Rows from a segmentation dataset
- - - -

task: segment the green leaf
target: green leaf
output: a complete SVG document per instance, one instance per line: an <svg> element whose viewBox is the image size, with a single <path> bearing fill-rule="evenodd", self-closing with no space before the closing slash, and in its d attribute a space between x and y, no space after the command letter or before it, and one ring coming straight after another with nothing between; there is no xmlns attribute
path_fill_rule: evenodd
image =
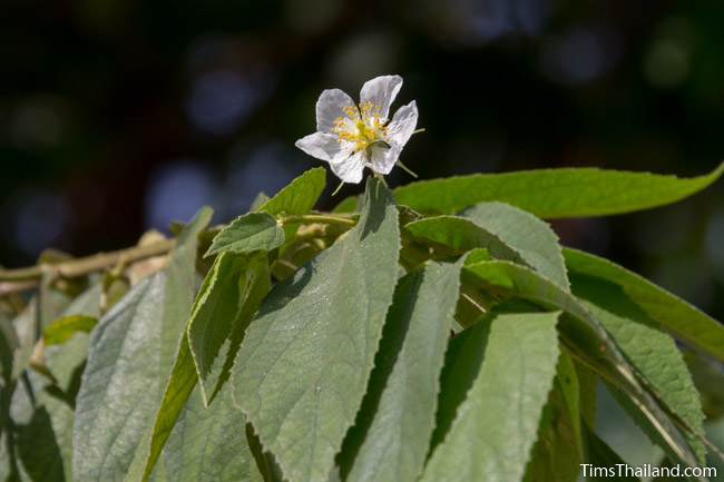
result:
<svg viewBox="0 0 724 482"><path fill-rule="evenodd" d="M32 380L16 388L12 411L18 459L32 482L69 482L72 410L43 394L40 386ZM46 406L48 401L55 403L55 416Z"/></svg>
<svg viewBox="0 0 724 482"><path fill-rule="evenodd" d="M213 407L198 390L188 399L164 450L163 465L173 482L262 482L246 437L244 416L224 385Z"/></svg>
<svg viewBox="0 0 724 482"><path fill-rule="evenodd" d="M487 315L448 343L444 365L440 374L440 394L430 451L443 441L458 407L464 402L470 386L478 376L485 355L483 348L490 334L490 315Z"/></svg>
<svg viewBox="0 0 724 482"><path fill-rule="evenodd" d="M272 216L306 214L312 210L324 187L326 187L326 169L315 167L303 173L255 210Z"/></svg>
<svg viewBox="0 0 724 482"><path fill-rule="evenodd" d="M606 482L616 479L623 482L640 482L635 476L625 474L619 476L617 468L625 465L626 462L606 442L588 429L587 425L584 429L586 437L586 466L581 468L581 473L586 475L586 481Z"/></svg>
<svg viewBox="0 0 724 482"><path fill-rule="evenodd" d="M164 273L140 282L94 331L77 399L78 480L123 481L153 420L166 372L160 360L165 283Z"/></svg>
<svg viewBox="0 0 724 482"><path fill-rule="evenodd" d="M430 263L400 279L358 424L345 442L353 458L346 482L412 482L422 472L460 267Z"/></svg>
<svg viewBox="0 0 724 482"><path fill-rule="evenodd" d="M264 206L266 201L268 201L271 198L266 193L261 191L260 194L256 195L254 200L252 200L252 205L250 206L248 210L258 210L258 208Z"/></svg>
<svg viewBox="0 0 724 482"><path fill-rule="evenodd" d="M716 319L607 259L569 248L564 256L569 270L617 284L662 328L724 362L724 326Z"/></svg>
<svg viewBox="0 0 724 482"><path fill-rule="evenodd" d="M485 358L422 482L522 480L558 358L557 313L497 316Z"/></svg>
<svg viewBox="0 0 724 482"><path fill-rule="evenodd" d="M90 333L97 324L98 318L92 316L63 316L42 329L42 340L46 345L59 345L70 340L76 333Z"/></svg>
<svg viewBox="0 0 724 482"><path fill-rule="evenodd" d="M194 303L156 415L144 480L150 475L197 380L202 381L204 405L221 390L244 331L268 289L266 256L222 253L216 258ZM196 350L195 358L192 350Z"/></svg>
<svg viewBox="0 0 724 482"><path fill-rule="evenodd" d="M131 288L94 329L77 397L75 479L123 481L146 446L194 299L197 235L211 215L202 209L178 236L164 272Z"/></svg>
<svg viewBox="0 0 724 482"><path fill-rule="evenodd" d="M603 216L675 203L714 183L724 164L701 177L595 168L521 170L421 180L399 187L400 204L424 213L453 214L487 200L542 218Z"/></svg>
<svg viewBox="0 0 724 482"><path fill-rule="evenodd" d="M404 229L418 240L452 249L452 254L485 248L492 257L526 264L521 254L508 246L496 234L462 217L428 217L409 223Z"/></svg>
<svg viewBox="0 0 724 482"><path fill-rule="evenodd" d="M666 406L693 430L694 433L687 437L703 463L706 450L701 441L704 436L702 403L674 340L658 329L657 323L618 285L581 275L573 279L574 294L585 299L584 306L612 334L636 371L654 387ZM658 434L647 432L654 442L662 444Z"/></svg>
<svg viewBox="0 0 724 482"><path fill-rule="evenodd" d="M584 441L580 427L580 387L574 362L565 352L548 403L542 411L538 440L526 468L526 482L576 482Z"/></svg>
<svg viewBox="0 0 724 482"><path fill-rule="evenodd" d="M481 203L462 215L513 248L528 266L570 289L558 236L547 223L502 203Z"/></svg>
<svg viewBox="0 0 724 482"><path fill-rule="evenodd" d="M368 178L358 225L277 285L250 325L234 397L290 482L326 481L354 423L398 278L392 196Z"/></svg>
<svg viewBox="0 0 724 482"><path fill-rule="evenodd" d="M216 235L204 256L222 252L247 254L270 252L284 244L284 229L266 213L248 213L234 219Z"/></svg>
<svg viewBox="0 0 724 482"><path fill-rule="evenodd" d="M271 289L264 254L224 253L209 276L188 322L188 343L205 405L228 378L244 331Z"/></svg>
<svg viewBox="0 0 724 482"><path fill-rule="evenodd" d="M466 266L489 291L499 296L518 296L544 307L565 311L569 316L560 321L561 341L577 357L585 361L604 378L615 381L642 411L642 420L666 441L666 450L689 466L696 466L696 454L678 426L658 404L658 394L635 374L619 347L603 328L600 322L560 287L525 266L508 262L483 262Z"/></svg>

- - - -

#### Instructions to follow:
Reproduce each entry verbatim, excluding any embedded images.

#### Output of the exercise:
task: segment the green leaf
target: green leaf
output: a complete SVG document per instance, one instance per line: an <svg> element whose viewBox is the image size, with a single <path> bearing fill-rule="evenodd", self-closing with no space before the closing slash, and in its d attribute a space between x and y, no space after the command letter or before it, and one ring coming straight after another with nothing between; there is no xmlns attribute
path_fill_rule: evenodd
image =
result:
<svg viewBox="0 0 724 482"><path fill-rule="evenodd" d="M32 380L16 388L12 411L18 459L32 482L69 482L72 410L43 394L40 386ZM46 406L48 401L55 403L55 416Z"/></svg>
<svg viewBox="0 0 724 482"><path fill-rule="evenodd" d="M213 407L198 390L188 399L164 450L163 465L173 482L262 482L246 437L244 416L224 385Z"/></svg>
<svg viewBox="0 0 724 482"><path fill-rule="evenodd" d="M487 315L448 343L444 365L440 374L440 394L430 451L443 441L458 407L464 402L470 386L478 376L485 355L483 348L490 334L490 315Z"/></svg>
<svg viewBox="0 0 724 482"><path fill-rule="evenodd" d="M272 216L306 214L312 210L324 187L326 187L326 169L315 167L303 173L255 210Z"/></svg>
<svg viewBox="0 0 724 482"><path fill-rule="evenodd" d="M606 482L616 479L623 482L640 482L635 476L625 474L619 476L617 468L625 465L626 462L606 442L588 429L587 425L584 429L586 437L586 466L581 468L581 473L586 475L586 481Z"/></svg>
<svg viewBox="0 0 724 482"><path fill-rule="evenodd" d="M164 273L140 282L94 331L77 399L78 480L123 481L153 420L166 372L160 360L165 283Z"/></svg>
<svg viewBox="0 0 724 482"><path fill-rule="evenodd" d="M430 263L400 279L358 424L345 442L353 458L346 482L412 482L422 472L460 267Z"/></svg>
<svg viewBox="0 0 724 482"><path fill-rule="evenodd" d="M264 206L266 201L268 201L271 198L266 193L261 191L260 194L256 195L254 200L252 200L252 205L250 206L248 210L258 210L258 208Z"/></svg>
<svg viewBox="0 0 724 482"><path fill-rule="evenodd" d="M716 319L607 259L569 248L564 256L569 270L617 284L662 328L724 362L724 326Z"/></svg>
<svg viewBox="0 0 724 482"><path fill-rule="evenodd" d="M485 358L422 482L522 480L558 358L557 313L497 316Z"/></svg>
<svg viewBox="0 0 724 482"><path fill-rule="evenodd" d="M90 333L97 324L98 318L92 316L63 316L42 329L42 340L46 345L59 345L70 340L76 333Z"/></svg>
<svg viewBox="0 0 724 482"><path fill-rule="evenodd" d="M194 303L156 415L144 480L150 475L197 380L202 381L204 405L221 390L244 331L268 289L266 256L222 253L216 258ZM196 350L195 358L192 350Z"/></svg>
<svg viewBox="0 0 724 482"><path fill-rule="evenodd" d="M131 288L94 329L77 397L75 479L123 481L146 446L194 299L197 235L211 215L202 209L178 236L164 272Z"/></svg>
<svg viewBox="0 0 724 482"><path fill-rule="evenodd" d="M603 216L675 203L714 183L724 164L701 177L595 168L521 170L421 180L399 187L400 204L424 213L453 214L487 200L542 218Z"/></svg>
<svg viewBox="0 0 724 482"><path fill-rule="evenodd" d="M404 229L418 240L452 249L452 254L485 248L492 257L526 264L521 254L508 246L496 234L462 217L428 217L409 223Z"/></svg>
<svg viewBox="0 0 724 482"><path fill-rule="evenodd" d="M666 406L693 430L694 433L687 437L703 463L706 450L701 441L704 436L702 403L674 340L658 329L657 323L618 285L581 275L573 279L574 294L585 299L584 306L612 334L636 371L654 387ZM658 434L647 432L654 442L662 444Z"/></svg>
<svg viewBox="0 0 724 482"><path fill-rule="evenodd" d="M584 441L580 427L580 387L574 362L565 352L548 403L542 411L538 440L526 468L526 482L576 482Z"/></svg>
<svg viewBox="0 0 724 482"><path fill-rule="evenodd" d="M481 203L462 215L513 248L528 266L570 289L558 236L547 223L502 203Z"/></svg>
<svg viewBox="0 0 724 482"><path fill-rule="evenodd" d="M368 178L358 225L277 285L250 325L234 397L290 482L326 481L354 423L398 278L392 196Z"/></svg>
<svg viewBox="0 0 724 482"><path fill-rule="evenodd" d="M216 235L204 256L222 252L247 254L270 252L284 244L284 229L266 213L248 213L234 219Z"/></svg>
<svg viewBox="0 0 724 482"><path fill-rule="evenodd" d="M271 289L264 254L224 253L209 276L188 322L188 343L205 405L228 378L244 331Z"/></svg>
<svg viewBox="0 0 724 482"><path fill-rule="evenodd" d="M466 266L489 291L499 296L518 296L544 307L565 311L569 316L560 321L561 341L577 357L585 361L604 378L615 381L642 411L642 420L666 441L666 450L689 466L696 466L696 454L678 426L658 404L658 394L635 374L619 347L603 328L600 322L560 287L525 266L508 262L483 262Z"/></svg>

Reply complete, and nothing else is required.